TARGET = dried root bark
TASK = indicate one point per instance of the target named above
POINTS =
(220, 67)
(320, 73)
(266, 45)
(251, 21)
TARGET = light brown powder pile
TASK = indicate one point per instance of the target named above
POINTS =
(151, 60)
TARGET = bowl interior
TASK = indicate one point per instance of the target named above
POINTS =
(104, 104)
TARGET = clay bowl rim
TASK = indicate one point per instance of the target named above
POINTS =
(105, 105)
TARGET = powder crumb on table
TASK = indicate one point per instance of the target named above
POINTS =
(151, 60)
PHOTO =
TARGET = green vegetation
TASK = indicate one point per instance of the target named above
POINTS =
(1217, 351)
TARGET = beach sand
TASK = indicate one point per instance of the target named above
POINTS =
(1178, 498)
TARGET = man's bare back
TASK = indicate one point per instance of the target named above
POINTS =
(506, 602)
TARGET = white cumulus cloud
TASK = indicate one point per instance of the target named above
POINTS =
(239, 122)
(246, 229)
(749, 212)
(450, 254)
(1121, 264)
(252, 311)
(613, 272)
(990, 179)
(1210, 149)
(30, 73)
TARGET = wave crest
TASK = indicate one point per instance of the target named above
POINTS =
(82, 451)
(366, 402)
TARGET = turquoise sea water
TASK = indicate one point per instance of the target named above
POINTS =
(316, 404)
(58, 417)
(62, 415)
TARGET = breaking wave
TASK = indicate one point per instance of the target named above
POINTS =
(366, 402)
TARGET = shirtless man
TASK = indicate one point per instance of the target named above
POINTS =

• _To be done_
Can you copy out all of the entries above, line for line, with no changes?

• _The result_
TARGET = dried root bark
TASK = indicate one point per instance of the target named above
POINTS =
(220, 67)
(320, 73)
(266, 45)
(251, 21)
TARGET = light brown powder pile
TASK = indicate one point per instance of the target named above
POINTS =
(151, 60)
TARGET = bowl interior
TASK = indicate one point per instance of the target named above
POINTS =
(104, 104)
TARGET = clay bowl rim
TASK = indicate one point per instance of the target named above
POINTS =
(105, 105)
TARGET = powder crumb on table
TASK = indicate one point per instance of the target named above
POINTS =
(151, 60)
PHOTO =
TARGET = green vegetation
TASK = indicate one point per instance of the target named above
POINTS =
(1217, 351)
TARGET = beach sand
TASK = indicate one point per instance of the target named above
POINTS =
(1178, 498)
TARGET = man's bare back
TASK = indicate one point per instance of the target named above
POINTS =
(506, 602)
TARGET = white cumulus cloud
TASK = indicate one point per instance of the target named above
POINTS =
(239, 122)
(246, 229)
(749, 212)
(450, 254)
(1121, 264)
(252, 311)
(613, 272)
(990, 179)
(1210, 149)
(30, 73)
TARGET = wave crest
TASK = indicate one point per instance of the target named above
POINTS =
(82, 451)
(366, 402)
TARGET = turquoise sea water
TASK = indicate one point per instance of the target named above
POINTS =
(316, 404)
(58, 417)
(62, 415)
TARGET = breaking wave
TASK = indicate one point per instance of the target named above
POINTS =
(366, 402)
TARGET = shirtless man
TASK = indicate one point per instance of the target named above
POINTS =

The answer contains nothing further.